# SOURCE TEXT
Then Abney Park cemetery. Sunlight was streaming through the trees and steam was rising from the undergrowth in the rays of sunlight.  The mucky pathways were lined with monuments to the dead, some toppling precariously, others eaten away by pollution and age.

In the middle of the cemetery I could hear haunting choral music. I assumed the old chapel must have been repaired and was being used by a choir. I struggled and slid down through the muck and puddles towards the old chapel.  There, hidden behind a van, were a group of new-age hippies, holding a dance event. They had erected some plastic awnings to keep out the rain, and a girl was performing, twisting and turning on the ground, surrounded by people in dreads and piercings. It was so bizarre, unexpected, stunning, unusual in the middle of an old cemetery. But strangely lovely. I stood and gawped again. (Did a lot of gawping today). Then trotted on with a big smile on my face to the main exit and Stoke Newington.

London, in one day, crazy weather, coots, a graffiti artist at work, a Kurdish music festival and a new-age dance event in a cemetery.

Midsummer silence   Leave a comment

(I lie. It is 23rd June, St John’s Eve,  but this is the ‘real’ midsummer, the truly magical time.)

Just outside London, a steep hillside covered in big field daisies, meadows filled with full-headed field grasses.  In the corners of the field, elder trees just about ready to bring forth their fruit, and blackberry bushes in full bloom with pink-tinted flowers.  Both a hint of berries to come when we move into autumn.

Purple and white clover delicately fragranced. (When we were children we pulled out a single strand from the bloom and sucked the base because our  parents thought it was amusing to tell us this was how bees got honey.)

Wild woodbine (honeysuckle), old-fashioned roses with a fragrance that evokes memories of childhood. Oak leaves (because it is a magical time of the year.) And ferns, massive, jungle-like, primitive, in woodland with sunlight flashing through tall trees.

A tiny woodlouse strolls across the path. The only sound is the wind whispering through the grass. I have a micro-moment of realisation of existence.

(Saved data entries)
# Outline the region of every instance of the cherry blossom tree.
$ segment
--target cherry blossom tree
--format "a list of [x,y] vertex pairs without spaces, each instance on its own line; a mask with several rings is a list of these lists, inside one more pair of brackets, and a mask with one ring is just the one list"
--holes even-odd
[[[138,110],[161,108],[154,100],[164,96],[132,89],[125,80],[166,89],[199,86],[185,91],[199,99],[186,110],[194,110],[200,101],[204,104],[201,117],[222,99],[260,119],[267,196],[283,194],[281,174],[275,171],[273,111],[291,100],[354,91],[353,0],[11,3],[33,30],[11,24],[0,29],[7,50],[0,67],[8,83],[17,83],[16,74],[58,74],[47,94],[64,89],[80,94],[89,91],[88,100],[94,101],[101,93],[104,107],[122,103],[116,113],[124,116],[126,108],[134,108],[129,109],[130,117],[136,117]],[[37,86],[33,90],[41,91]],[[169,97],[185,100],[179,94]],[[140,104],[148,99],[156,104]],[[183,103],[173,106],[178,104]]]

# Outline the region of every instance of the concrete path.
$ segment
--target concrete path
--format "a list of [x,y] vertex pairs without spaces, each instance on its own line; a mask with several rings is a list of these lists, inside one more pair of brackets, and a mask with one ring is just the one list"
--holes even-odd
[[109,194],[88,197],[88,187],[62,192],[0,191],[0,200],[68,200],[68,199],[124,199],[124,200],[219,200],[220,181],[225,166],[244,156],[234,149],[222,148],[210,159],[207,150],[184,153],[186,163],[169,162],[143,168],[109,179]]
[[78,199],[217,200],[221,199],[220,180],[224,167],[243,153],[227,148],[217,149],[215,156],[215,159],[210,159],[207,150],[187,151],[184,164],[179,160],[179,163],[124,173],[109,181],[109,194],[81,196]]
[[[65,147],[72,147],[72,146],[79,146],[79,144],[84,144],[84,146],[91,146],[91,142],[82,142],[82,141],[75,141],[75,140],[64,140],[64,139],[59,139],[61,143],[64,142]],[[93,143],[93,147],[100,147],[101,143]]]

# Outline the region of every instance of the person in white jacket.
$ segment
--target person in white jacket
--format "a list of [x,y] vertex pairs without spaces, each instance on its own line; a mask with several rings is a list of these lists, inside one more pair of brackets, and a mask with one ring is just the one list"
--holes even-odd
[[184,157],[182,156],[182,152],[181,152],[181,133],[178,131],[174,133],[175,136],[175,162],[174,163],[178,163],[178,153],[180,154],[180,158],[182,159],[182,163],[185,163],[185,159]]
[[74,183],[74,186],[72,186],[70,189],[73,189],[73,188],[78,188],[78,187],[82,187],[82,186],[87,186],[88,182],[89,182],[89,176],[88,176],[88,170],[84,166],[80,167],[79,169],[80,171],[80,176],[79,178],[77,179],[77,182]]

# YOUR ASSIGNMENT
Answer these questions using the source text:
1. Who was hidden behind a van near the old chapel in the cemetery?
2. What date is given for St John’s Eve?
3. What kind of flowers do the blackberry bushes have?
The lines have no connection to the source text.

# EXERCISE RESULT
1. A group of new-age hippies holding a dance event.
2. 23rd June.
3. Pink-tinted flowers.